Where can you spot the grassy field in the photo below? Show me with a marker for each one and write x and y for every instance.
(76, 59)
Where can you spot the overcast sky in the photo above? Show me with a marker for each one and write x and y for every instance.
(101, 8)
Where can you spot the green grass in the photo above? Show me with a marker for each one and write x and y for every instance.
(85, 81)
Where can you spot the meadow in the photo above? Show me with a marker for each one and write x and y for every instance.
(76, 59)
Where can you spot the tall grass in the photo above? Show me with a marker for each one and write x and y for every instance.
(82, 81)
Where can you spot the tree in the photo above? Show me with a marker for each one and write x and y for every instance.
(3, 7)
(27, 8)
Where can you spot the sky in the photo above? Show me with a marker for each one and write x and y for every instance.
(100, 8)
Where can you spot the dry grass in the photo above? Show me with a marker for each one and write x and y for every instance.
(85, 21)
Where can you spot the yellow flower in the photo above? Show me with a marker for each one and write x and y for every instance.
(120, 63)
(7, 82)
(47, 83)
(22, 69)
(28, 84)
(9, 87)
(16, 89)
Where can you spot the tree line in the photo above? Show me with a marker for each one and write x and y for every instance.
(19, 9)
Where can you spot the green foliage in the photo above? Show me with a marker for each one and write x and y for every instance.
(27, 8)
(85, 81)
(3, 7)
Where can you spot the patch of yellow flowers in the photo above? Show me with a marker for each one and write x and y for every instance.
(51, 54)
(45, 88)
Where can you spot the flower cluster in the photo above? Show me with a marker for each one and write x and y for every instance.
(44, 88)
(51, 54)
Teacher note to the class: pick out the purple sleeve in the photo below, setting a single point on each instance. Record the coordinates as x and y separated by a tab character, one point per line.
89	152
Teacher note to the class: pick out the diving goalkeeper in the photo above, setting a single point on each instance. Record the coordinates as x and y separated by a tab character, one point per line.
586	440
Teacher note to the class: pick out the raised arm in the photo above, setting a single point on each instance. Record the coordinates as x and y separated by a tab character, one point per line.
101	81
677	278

EXERCISE INSTRUCTIONS: What you should produce is an exact copy of the records above.

OUTPUT:
Where can you spot the grassy field in the photo below? Show me with a marker for each one and write x and y for every instance.
(76, 59)
Where can you spot the overcast sky in the photo above? Show me with a marker for each one and write x and y for every instance.
(101, 8)
Where can you spot the green grass in the photo above? Show me with a marker for each one and write x and y for every instance.
(85, 81)
Where can you spot the meadow in the photo above? Show me with a marker for each one and write x and y for every instance.
(76, 59)
Where can you spot the tall grass in the photo above? Show me with a marker for each one and write x and y for every instance.
(82, 81)
Where can you spot the tree in the photo above? Show me with a marker for each one and write x and y for every instance.
(3, 7)
(27, 8)
Where can you spot the sky in the photo above? Show me with a marker for each one and write x and y for every instance.
(100, 8)
Where can you spot the dry grass in the photo above? Show me with a marker for each one and write x and y for every instance.
(85, 21)
Where can you spot the yellow flower in the photo above? Show me with a marker for each one and write x and y for every instance.
(120, 63)
(7, 82)
(47, 83)
(22, 69)
(28, 84)
(9, 87)
(16, 89)
Where can you spot the tree line in the photo above? Show me with a marker for each one and write x and y for every instance.
(19, 9)
Where can you spot the green foliage in the photo above? Show me with a marker for each one and write x and y for every instance.
(27, 8)
(85, 81)
(3, 7)
Where can you spot the patch of yellow flowers in the photo above? Show me with a marker for each one and write x and y for every instance.
(51, 54)
(45, 88)
Where can you spot the flower cluster in the photo above? Show me with a marker for each one and write x and y for every instance.
(44, 88)
(51, 54)
Teacher note to the class: pick out the purple sleeve in the photo below, setting a single point on each instance. Record the coordinates as x and y separated by a tab character, one point per line.
89	152
Teacher note to the class: pick out the diving goalkeeper in the photo above, setting a single point on each instance. Record the coordinates as x and y separated by a tab character, one point per line.
586	440
Teacher note to the class: pick out the raised arm in the photo above, setting a single point on each instance. Record the coordinates as x and y separated by a tab character, one point per line.
101	81
677	278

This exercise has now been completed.